▶ **Zadanie do wykonania**: W tekście o sporze o klif fiskalny: powyżej jakiego rocznego dochodu republikanie godzą się teraz na wyższe podatki?

▶ **Wybrany fragment**:
Tomasz Deptuła z Nowego Jorku
Kto w Stanach Zjednoczonych jest na tyle bogaty, aby płacić wyższe podatki? To jądro sporu, jaki toczy się między Białym Domem a Kapitolem w sprawie uniknięcia klifu fiskalnego.
Obie strony poczyniły znaczące ustępstwa, które przybliżają osiągnięcie kompromisu. Najpierw republikański przewodniczący Izby Reprezentantów John Boehner ustąpił w sprawie podniesienia podatków dla najbogatszych, czego stanowczo domagał się prezydent Barack Obama. Republikanie długo nie chcieli zgodzić się na jakiekolwiek podwyżki obciążeń podatkowych, opowiadając się za utrzymaniem ulg wprowadzonych podczas prezydentury George'a W. Busha.
Teraz godzą się na podniesienie podatków dla zarabiających więcej niż milion dolarów rocznie, choć nie za darmo. Boehner chce, aby wzrostowi dochodów państwa o 1 bilion dolarów w ciągu najbliższych 10 lat towarzyszyły dodatkowe ograniczenia wydatków.
Miałoby to nastąpić przez zmianę sposobu indeksacji emerytur wypłacanych z funduszu Social Security oraz cięcia w programie ubezpieczeń medycznych dla najstarszych Medicare.

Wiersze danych
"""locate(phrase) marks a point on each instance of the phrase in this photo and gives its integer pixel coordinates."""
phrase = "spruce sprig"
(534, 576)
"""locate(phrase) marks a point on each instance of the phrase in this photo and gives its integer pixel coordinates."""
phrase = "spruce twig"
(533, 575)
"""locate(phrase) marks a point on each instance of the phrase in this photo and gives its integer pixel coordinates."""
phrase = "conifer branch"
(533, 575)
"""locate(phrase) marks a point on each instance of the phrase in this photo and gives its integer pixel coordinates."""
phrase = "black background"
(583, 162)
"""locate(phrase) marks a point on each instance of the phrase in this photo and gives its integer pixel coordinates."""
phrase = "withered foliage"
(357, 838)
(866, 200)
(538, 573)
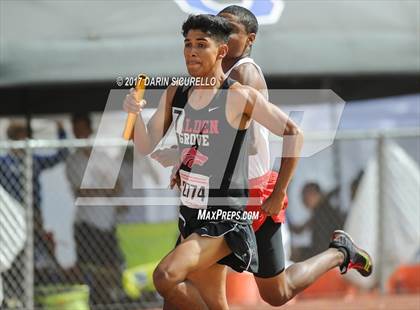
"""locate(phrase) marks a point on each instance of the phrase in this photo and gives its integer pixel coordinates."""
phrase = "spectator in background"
(98, 256)
(324, 219)
(13, 179)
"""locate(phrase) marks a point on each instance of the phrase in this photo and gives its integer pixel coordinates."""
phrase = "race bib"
(194, 189)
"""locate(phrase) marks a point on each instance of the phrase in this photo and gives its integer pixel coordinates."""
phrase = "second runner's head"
(205, 43)
(244, 30)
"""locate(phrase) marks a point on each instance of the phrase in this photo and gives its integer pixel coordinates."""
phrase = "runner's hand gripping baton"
(128, 133)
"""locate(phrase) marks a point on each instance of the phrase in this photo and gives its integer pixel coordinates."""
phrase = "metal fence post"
(29, 257)
(381, 213)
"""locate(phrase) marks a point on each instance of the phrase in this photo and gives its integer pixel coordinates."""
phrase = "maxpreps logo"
(192, 156)
(266, 11)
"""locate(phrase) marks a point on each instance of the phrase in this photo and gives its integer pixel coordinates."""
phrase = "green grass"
(145, 243)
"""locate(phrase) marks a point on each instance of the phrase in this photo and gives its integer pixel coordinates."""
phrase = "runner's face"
(239, 40)
(201, 53)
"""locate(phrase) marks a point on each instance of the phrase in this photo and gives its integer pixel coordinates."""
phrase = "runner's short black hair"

▶ **Miejsce na odpowiedź**: Powyżej miliona dolarów rocznie.